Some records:
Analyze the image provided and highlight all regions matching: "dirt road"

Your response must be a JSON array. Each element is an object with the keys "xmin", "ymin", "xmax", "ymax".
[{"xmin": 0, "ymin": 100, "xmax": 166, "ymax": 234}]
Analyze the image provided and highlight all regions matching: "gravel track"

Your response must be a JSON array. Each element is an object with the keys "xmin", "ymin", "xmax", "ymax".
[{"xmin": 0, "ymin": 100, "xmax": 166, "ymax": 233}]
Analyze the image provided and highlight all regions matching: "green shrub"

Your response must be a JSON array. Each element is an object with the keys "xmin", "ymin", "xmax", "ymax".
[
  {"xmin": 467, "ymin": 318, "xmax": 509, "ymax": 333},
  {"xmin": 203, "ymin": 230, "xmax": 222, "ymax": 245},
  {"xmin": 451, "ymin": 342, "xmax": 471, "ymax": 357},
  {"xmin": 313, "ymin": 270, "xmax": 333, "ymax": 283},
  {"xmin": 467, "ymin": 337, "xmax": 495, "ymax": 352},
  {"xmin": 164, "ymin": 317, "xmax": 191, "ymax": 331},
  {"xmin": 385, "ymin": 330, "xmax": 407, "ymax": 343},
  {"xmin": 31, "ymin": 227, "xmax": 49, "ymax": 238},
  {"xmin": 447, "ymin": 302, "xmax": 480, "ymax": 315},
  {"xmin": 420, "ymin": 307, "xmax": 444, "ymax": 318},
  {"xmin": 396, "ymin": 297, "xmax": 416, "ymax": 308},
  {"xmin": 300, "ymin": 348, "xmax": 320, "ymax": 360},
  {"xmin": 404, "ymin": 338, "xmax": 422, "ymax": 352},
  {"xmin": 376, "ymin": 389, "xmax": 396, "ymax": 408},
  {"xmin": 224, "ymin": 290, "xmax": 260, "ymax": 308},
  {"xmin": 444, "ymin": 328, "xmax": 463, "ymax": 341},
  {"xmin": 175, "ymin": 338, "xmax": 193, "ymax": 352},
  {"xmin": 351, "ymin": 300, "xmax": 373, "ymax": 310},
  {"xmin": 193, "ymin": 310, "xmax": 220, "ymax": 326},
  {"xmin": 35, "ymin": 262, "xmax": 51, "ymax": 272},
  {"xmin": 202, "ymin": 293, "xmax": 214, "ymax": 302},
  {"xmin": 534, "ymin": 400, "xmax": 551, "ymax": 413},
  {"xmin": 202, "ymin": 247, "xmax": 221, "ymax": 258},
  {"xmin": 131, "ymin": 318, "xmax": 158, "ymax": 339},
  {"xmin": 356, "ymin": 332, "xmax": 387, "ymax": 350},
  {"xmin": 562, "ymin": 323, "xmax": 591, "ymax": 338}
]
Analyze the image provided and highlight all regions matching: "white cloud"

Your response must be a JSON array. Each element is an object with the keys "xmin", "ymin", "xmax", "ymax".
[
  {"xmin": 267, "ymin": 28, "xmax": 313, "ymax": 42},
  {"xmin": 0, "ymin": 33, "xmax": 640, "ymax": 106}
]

* GIVEN PROBLEM *
Which lines in the records above contain the string "provided"? Locate every one of them and copy it out in full.

* RESPONSE BELOW *
Analyze the image provided and highlight all regions matching: "dirt road"
Analyze the image provided and highlight all regions matching: "gravel track"
Analyze the image provided and highlight all regions matching: "green shrub"
Analyze the image provided and highlight all regions matching: "white cloud"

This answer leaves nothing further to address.